### Do this
Extract every line of the records below that contains the word "reflection".

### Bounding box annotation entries
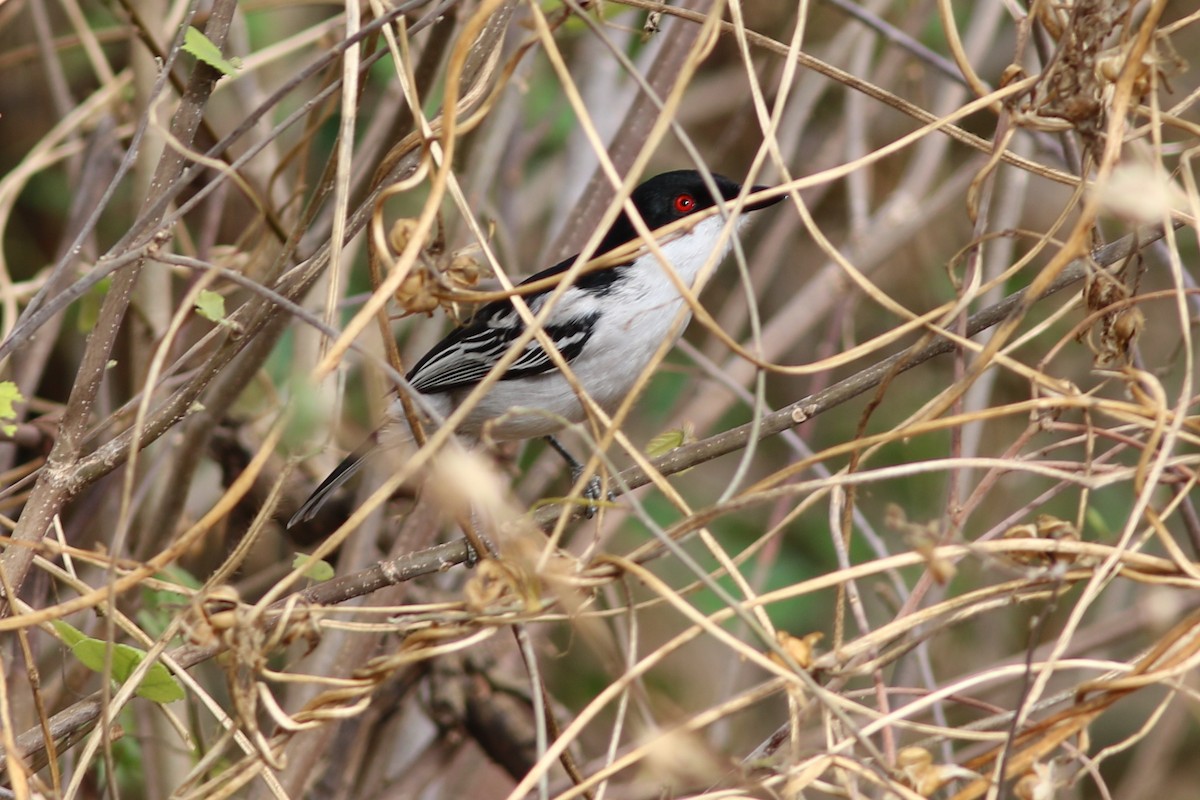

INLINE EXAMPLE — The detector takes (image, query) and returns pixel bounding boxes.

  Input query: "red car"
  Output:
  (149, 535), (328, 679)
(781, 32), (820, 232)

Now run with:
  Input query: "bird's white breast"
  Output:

* * *

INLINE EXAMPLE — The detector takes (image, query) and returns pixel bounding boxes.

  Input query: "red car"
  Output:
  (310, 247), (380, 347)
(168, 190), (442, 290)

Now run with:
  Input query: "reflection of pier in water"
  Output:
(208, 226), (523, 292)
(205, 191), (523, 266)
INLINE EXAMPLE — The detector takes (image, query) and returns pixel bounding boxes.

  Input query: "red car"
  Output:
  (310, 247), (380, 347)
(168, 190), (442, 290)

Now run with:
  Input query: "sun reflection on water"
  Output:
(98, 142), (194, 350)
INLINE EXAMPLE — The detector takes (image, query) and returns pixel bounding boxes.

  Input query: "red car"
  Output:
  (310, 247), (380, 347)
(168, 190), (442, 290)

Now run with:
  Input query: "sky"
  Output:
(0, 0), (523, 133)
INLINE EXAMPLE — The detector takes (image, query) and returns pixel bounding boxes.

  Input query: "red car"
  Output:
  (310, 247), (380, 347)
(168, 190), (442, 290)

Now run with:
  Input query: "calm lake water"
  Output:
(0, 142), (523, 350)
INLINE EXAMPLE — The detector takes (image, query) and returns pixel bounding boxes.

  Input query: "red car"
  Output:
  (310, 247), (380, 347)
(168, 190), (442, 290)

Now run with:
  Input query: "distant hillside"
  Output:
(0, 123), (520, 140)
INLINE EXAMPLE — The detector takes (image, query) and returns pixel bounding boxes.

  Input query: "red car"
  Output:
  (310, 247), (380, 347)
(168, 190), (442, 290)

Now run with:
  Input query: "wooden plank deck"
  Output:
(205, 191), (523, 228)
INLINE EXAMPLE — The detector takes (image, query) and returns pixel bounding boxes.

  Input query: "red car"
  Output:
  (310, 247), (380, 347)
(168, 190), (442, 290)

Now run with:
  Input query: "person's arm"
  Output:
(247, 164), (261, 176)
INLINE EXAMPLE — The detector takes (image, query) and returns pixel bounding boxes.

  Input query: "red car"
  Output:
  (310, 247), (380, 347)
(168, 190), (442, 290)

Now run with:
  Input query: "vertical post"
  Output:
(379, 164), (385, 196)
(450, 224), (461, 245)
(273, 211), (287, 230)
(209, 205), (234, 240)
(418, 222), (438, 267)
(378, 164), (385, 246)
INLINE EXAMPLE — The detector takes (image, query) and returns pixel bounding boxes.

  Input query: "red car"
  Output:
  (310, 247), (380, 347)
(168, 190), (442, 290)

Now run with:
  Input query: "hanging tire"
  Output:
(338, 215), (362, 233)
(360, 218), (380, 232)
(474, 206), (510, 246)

### Exercise solution
  Input query: "reflection of pier in water"
  Input query: "sun reflection on water"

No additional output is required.